**EXERCISE REQUIREMENTS**:
Set down exactly, and only, the lines from the one with "TARGET: horse's hind leg" to the final line of the entries, both included.

**RECORD SET**:

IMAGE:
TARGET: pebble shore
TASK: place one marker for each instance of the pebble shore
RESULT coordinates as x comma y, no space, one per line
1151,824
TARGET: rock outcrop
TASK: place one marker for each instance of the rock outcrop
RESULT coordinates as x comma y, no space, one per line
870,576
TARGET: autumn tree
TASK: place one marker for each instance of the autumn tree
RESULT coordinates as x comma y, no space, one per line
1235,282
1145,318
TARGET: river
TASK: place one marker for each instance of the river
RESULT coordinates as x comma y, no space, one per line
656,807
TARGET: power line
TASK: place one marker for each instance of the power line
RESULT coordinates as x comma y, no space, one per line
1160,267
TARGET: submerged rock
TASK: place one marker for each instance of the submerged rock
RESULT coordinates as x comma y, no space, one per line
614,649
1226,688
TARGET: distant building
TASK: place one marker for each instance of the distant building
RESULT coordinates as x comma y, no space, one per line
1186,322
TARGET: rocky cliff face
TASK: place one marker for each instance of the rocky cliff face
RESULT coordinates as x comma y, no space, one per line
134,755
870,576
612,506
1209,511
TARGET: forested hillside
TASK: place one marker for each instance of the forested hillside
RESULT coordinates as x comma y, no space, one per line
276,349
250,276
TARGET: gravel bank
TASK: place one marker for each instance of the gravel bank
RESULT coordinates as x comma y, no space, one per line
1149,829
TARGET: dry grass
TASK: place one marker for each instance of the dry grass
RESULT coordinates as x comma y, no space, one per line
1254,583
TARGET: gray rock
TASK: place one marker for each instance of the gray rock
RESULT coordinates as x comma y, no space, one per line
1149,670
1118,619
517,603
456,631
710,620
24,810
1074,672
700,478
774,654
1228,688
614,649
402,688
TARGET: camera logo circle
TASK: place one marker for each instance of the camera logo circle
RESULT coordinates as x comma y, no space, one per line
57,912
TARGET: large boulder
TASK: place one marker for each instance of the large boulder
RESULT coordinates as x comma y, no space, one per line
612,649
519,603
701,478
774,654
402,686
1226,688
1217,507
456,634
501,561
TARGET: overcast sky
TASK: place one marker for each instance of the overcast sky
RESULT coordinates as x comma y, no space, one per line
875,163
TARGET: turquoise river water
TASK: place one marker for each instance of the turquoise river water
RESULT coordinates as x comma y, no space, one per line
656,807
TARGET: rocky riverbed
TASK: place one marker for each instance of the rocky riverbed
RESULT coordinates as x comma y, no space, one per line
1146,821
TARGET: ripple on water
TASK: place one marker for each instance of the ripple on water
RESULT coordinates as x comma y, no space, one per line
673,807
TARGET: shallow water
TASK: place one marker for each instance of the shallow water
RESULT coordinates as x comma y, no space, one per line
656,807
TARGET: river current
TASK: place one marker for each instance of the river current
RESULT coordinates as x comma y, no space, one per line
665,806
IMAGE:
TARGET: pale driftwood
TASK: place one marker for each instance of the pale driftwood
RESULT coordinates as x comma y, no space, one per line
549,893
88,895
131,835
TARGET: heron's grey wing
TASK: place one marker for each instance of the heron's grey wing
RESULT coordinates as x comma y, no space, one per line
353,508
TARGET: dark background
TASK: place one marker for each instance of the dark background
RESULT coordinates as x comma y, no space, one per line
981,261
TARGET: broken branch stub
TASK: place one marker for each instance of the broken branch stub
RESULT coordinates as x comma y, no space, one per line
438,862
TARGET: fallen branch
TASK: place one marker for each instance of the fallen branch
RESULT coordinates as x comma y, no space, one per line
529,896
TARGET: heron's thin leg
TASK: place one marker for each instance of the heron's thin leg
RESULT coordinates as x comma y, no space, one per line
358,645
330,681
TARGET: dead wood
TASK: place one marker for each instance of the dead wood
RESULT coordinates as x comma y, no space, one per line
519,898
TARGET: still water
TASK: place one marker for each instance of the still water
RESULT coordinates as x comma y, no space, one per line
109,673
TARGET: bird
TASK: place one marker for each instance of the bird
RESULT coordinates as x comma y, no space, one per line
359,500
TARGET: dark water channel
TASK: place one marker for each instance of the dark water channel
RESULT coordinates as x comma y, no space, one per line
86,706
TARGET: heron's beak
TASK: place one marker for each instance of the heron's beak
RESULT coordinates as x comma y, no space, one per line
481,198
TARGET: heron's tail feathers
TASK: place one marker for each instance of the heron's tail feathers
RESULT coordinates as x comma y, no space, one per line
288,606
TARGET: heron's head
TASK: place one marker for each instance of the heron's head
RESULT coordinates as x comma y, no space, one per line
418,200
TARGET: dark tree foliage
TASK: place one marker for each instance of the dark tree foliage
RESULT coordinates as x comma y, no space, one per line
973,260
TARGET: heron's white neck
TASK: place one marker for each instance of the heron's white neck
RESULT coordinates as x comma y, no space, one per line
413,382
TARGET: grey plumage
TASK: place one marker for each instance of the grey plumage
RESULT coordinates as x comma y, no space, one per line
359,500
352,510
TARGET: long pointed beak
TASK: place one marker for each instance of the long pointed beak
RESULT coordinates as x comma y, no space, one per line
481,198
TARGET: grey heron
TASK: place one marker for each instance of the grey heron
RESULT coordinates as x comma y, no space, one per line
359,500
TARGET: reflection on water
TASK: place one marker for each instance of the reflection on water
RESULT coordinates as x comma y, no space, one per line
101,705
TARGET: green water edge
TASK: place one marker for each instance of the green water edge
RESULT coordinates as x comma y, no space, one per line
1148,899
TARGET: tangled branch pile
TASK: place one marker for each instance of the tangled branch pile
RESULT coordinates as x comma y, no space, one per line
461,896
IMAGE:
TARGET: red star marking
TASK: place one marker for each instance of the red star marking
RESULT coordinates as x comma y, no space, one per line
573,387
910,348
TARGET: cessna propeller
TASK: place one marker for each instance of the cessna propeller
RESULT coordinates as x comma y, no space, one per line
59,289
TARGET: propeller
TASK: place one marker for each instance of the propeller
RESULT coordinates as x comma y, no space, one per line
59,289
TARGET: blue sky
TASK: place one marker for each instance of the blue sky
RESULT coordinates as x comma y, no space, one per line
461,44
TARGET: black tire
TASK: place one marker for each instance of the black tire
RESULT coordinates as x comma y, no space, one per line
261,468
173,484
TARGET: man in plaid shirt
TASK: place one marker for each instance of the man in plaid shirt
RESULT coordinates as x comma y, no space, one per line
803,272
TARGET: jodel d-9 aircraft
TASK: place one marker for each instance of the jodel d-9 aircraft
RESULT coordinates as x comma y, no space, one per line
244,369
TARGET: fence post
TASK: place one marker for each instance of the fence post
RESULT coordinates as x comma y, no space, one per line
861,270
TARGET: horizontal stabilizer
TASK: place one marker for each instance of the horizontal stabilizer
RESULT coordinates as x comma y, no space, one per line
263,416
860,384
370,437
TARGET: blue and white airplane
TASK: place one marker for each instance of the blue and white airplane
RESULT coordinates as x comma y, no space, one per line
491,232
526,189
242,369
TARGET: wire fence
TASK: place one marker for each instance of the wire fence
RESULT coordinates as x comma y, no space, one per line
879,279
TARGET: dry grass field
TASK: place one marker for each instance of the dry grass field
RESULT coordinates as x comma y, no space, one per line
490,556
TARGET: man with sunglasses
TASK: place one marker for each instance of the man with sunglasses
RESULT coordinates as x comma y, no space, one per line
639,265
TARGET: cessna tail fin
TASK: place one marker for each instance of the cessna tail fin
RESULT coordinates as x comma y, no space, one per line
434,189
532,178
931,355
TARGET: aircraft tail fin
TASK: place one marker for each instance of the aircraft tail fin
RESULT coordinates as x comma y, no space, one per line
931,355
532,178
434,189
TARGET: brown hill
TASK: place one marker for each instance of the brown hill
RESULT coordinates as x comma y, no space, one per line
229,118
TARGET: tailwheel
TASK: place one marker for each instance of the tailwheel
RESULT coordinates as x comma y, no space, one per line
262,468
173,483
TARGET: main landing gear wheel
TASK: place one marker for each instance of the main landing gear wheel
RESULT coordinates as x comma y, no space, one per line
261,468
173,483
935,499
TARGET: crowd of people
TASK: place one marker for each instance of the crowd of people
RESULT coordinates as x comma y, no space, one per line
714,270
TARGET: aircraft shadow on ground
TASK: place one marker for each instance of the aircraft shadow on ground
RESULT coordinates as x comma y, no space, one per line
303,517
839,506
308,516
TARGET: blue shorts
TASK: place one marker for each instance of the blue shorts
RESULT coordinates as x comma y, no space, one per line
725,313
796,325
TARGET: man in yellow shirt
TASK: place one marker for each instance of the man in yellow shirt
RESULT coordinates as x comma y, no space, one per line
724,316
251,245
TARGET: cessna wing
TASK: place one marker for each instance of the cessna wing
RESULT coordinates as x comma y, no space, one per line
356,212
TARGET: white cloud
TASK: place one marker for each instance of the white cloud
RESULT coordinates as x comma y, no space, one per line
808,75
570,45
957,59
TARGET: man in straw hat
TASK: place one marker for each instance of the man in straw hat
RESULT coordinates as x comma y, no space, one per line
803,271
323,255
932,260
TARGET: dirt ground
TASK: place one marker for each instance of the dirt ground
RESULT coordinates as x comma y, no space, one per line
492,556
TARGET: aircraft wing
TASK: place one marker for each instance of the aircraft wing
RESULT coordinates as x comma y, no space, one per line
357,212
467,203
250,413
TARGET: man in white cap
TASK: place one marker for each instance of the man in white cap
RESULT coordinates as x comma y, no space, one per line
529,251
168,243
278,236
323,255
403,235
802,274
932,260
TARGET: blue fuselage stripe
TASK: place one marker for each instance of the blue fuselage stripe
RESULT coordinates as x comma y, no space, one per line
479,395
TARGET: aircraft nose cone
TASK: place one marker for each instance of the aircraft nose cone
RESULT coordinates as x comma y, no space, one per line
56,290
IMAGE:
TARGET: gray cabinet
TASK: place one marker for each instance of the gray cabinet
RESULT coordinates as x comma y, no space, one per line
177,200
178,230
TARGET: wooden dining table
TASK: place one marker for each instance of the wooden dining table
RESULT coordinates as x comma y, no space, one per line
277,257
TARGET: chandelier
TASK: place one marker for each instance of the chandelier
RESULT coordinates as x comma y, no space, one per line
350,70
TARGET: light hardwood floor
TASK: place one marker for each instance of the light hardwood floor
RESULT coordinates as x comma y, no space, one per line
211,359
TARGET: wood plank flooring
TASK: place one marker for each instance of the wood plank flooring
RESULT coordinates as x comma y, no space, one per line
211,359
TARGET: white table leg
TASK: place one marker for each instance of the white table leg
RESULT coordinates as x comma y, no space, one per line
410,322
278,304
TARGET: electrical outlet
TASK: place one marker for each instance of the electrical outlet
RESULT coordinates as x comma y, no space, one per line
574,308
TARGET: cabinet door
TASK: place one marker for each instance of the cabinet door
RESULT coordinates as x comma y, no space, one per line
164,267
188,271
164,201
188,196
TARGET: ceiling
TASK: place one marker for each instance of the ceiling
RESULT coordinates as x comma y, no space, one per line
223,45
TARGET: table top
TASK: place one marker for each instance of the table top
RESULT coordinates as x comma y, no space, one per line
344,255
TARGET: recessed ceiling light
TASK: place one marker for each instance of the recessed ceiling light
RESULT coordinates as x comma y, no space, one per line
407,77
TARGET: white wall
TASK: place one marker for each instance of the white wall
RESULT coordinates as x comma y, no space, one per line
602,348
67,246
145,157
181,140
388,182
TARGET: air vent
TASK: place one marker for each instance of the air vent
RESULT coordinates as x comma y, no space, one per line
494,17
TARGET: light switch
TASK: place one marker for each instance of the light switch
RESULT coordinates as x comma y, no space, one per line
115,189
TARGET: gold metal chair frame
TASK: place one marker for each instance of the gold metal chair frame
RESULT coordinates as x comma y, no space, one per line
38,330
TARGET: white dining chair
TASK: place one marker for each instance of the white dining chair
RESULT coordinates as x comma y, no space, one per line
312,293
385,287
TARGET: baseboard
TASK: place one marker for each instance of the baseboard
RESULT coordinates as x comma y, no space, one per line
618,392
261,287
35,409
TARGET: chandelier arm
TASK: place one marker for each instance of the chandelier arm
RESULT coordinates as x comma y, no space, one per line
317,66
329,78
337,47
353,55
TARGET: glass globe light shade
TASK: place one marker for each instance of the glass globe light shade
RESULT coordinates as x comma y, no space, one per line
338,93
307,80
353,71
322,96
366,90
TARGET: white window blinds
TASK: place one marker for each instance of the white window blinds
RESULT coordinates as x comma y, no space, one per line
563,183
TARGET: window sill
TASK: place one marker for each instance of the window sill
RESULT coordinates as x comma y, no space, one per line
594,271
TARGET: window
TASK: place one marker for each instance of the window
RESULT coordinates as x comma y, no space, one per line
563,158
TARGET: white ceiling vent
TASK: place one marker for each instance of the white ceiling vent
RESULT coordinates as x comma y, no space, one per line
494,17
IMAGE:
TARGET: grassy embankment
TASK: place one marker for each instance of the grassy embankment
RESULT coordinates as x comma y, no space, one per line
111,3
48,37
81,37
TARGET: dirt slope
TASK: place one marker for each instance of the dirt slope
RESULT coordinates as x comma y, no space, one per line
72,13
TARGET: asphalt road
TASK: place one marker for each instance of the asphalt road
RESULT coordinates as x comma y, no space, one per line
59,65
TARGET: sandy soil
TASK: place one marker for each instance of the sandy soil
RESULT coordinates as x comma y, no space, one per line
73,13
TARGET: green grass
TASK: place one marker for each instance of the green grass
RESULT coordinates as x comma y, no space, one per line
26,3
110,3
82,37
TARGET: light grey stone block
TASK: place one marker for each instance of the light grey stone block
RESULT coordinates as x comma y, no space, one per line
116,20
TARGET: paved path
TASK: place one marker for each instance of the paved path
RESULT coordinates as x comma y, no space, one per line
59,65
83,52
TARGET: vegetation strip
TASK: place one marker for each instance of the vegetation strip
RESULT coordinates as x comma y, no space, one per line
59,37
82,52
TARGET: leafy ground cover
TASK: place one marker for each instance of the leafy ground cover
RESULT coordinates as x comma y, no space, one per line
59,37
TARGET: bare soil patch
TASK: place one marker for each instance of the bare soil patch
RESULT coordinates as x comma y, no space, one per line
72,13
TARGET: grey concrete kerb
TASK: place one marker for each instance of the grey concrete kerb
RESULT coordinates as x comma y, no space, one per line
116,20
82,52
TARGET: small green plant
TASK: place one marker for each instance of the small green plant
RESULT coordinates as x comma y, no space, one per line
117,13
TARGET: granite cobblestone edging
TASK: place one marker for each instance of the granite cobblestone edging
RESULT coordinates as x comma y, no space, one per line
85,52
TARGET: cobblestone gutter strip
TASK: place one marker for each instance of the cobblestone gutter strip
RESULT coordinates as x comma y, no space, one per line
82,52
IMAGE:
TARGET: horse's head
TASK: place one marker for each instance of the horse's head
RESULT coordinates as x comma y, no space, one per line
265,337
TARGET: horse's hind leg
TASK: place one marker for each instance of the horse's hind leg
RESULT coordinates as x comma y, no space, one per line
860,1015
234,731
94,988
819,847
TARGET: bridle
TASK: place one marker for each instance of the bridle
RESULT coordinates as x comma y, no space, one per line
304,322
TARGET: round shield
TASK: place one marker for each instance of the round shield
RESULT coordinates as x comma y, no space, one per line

**EXERCISE SOLUTION**:
TARGET: horse's hind leg
TASK: place one marker for each instance of the horse's hind leg
RESULT coordinates as x comma y, no space, one per line
860,1015
234,731
94,988
819,847
TARGET: bridle
TASK: place one marker for each instance of the bridle
RESULT coordinates as x comma y, no space, one per line
304,322
TARGET: round shield
TASK: place one marker for each instance of the round shield
RESULT coordinates as x comma y, no space, one per line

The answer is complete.